=== What is required ===
Reproduce the entries below, changing each occurrence of "disc" to "circle" and leaving everything else unaltered.

** start Given data **

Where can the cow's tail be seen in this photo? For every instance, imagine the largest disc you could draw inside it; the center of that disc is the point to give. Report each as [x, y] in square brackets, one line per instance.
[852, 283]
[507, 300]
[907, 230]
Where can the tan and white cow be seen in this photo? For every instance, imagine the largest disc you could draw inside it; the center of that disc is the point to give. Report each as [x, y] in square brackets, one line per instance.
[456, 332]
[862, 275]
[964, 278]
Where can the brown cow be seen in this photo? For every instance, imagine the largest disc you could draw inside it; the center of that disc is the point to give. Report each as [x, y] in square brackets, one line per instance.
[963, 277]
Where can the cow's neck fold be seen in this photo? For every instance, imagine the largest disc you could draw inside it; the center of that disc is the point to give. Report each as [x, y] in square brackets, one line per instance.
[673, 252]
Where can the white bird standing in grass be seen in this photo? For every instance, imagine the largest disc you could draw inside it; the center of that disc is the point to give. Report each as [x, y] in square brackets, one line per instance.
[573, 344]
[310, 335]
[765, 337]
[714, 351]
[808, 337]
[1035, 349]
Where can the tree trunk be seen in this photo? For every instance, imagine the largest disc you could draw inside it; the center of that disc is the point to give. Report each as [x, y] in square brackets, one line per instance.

** end Given data **

=== Response to this exercise ===
Where can the cow's tail be seen in this photo? For every instance, imagine the largest circle you could draw inside it; the center of that circle is the point to give. Report each as [x, y] in square brackets, one line per instance.
[852, 283]
[507, 300]
[907, 230]
Where can the tan and white cow be seen in this photo? For every instance, imagine the largest circle you could draw inside it; the center of that circle is the point to give. Report each as [x, y] in square brackets, one line per instance.
[456, 332]
[862, 275]
[964, 278]
Where can the brown cow be seen in this photo? For every instance, imagine the largest circle you could draw inside it; the center of that circle is the point to give. Report each as [x, y] in square brackets, one line per instance.
[963, 277]
Where can the cow's neck fold be seen in this photo? For every instance, imagine the largest circle you could draw inside it; the center of that circle is the point to give. Report each as [x, y] in square brackets, one line per instance.
[673, 252]
Where can the white bird standing in grass be seen in this photo? For every instance, imagine the largest circle you could draw inside it; the center of that circle is the point to give. Report each as [x, y] in square brackets, one line per instance.
[573, 344]
[310, 335]
[765, 337]
[714, 351]
[808, 337]
[1035, 349]
Where can the tree trunk be seen in this photo? For every instance, imagine the largest circle you could draw inside it; the center of that circle is the point to give. Report each as [x, y] in square brackets, one line per instance.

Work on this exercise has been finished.